TASK:
In the CEBA repayment article, what share of the loan would be forgiven if it was paid by the deadline?

EXCERPT TO READ:

* * * * * * *

Advocacy efforts to extend the CEBA repayment deadline appear to be working. The Chamber and our national network along with many other business organizations are calling on the federal government to give businesses more time to repay without losing the forgivable portion of their CEBA loans.
Chamber Chair Kris Wirk said in a September media release that “The reality facing many small businesses — especially those in hospitality, tourism and retail — is that they have a viable path to making a full recovery but it’s going to take longer than expected.”
This week, federal Small Business Minister Rechie Valdez told BNN Bloomberg that she's heard the message and seen the struggles facing businesses firsthand. She promised to go back to government to do more.
Under the Canada Emergency Benefits Account, businesses that needed help during the pandemic were offered loans of up to $60,000. Part of the appeal was that one third of the loan would be forgiven if paid by the deadline, which was extended from Dec. 31 to Jan. 18. And while 2024 seemed like a long way off in the depths of the pandemic, unforeseen challenges with inflation and interest rates has kept many businesses from fully recovering.
Chamber member Megan Johns, owner of The Green Kiss explained the situation succinctly to CBC, noting that she was on schedule with her CEBA loan until operating costs began to soar faster than her business could grow.
"Margins are getting smaller and smaller and smaller due to the rising costs across the board," Johns said. "Every aspect of the business has become more challenging and it is more challenging now than it was in 2020 so far."

* * * * * * *

MATERIAL SUPPLIED:
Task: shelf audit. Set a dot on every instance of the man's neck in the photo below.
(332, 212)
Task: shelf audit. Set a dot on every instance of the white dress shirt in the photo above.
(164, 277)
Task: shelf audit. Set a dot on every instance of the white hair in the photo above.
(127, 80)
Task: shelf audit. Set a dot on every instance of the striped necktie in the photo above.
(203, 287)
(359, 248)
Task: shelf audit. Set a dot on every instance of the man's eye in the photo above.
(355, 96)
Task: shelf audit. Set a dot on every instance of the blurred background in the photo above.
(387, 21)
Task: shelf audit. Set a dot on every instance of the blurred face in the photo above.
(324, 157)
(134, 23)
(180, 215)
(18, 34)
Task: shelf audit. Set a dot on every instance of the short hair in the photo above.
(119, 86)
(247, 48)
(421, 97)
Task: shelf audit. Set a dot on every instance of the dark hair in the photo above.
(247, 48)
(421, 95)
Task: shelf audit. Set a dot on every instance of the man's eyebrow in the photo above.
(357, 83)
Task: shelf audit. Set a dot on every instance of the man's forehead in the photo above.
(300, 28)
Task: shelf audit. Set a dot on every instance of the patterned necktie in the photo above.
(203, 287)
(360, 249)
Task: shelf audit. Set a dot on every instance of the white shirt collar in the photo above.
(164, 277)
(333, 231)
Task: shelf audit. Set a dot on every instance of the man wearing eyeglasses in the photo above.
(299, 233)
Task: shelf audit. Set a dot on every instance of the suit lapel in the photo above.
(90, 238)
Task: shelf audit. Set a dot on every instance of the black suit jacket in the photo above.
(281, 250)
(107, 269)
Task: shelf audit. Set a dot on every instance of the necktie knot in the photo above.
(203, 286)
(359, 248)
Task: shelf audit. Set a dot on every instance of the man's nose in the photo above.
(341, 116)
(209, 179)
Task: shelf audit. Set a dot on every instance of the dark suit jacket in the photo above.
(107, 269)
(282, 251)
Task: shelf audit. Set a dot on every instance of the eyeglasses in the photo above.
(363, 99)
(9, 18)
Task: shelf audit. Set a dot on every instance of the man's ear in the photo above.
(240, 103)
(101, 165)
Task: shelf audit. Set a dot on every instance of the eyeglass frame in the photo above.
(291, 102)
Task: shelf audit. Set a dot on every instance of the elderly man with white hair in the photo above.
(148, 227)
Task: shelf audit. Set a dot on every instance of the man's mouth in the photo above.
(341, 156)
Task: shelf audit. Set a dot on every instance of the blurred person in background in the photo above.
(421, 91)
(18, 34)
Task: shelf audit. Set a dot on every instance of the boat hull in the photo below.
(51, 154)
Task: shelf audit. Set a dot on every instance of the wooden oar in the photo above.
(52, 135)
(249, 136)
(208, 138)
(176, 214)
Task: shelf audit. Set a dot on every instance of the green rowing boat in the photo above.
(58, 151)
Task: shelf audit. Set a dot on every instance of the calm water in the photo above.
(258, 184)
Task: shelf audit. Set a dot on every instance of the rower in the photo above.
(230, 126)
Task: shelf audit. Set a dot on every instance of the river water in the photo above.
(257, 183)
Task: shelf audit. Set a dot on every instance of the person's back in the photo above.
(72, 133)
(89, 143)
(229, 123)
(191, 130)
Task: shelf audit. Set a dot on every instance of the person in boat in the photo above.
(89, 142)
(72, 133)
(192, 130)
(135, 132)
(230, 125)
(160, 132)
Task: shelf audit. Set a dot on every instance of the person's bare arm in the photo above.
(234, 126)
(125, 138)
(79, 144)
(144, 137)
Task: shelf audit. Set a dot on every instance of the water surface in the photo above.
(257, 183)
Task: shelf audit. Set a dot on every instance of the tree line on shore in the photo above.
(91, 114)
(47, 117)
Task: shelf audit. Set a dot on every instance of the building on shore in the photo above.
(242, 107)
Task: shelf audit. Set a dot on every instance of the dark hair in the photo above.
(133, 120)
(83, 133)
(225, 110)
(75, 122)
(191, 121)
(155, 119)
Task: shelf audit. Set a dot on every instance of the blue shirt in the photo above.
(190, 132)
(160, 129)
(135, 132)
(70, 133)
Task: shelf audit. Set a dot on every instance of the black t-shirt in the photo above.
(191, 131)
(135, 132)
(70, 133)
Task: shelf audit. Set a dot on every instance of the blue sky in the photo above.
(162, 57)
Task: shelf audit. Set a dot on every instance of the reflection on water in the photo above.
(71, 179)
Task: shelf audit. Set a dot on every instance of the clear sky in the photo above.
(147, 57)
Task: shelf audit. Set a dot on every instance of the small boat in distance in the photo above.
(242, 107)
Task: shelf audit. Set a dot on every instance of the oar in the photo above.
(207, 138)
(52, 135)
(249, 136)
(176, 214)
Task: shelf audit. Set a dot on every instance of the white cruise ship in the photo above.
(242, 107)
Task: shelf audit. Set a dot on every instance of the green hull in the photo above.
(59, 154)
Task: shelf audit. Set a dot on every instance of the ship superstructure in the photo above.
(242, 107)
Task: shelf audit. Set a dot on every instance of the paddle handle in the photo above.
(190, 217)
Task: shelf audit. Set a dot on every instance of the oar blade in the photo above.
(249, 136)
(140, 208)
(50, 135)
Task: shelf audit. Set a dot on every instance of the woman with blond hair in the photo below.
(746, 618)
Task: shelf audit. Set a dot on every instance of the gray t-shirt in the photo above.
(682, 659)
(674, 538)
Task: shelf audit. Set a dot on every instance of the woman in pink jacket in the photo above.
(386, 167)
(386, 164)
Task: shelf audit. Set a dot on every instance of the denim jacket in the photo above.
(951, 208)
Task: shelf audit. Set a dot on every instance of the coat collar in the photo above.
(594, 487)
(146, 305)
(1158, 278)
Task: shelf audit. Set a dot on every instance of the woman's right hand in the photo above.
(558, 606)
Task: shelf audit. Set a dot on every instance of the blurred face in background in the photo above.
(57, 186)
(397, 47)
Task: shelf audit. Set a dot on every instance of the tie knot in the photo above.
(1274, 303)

* * * * * * *

WRITTEN ANSWER:
One third of the loan.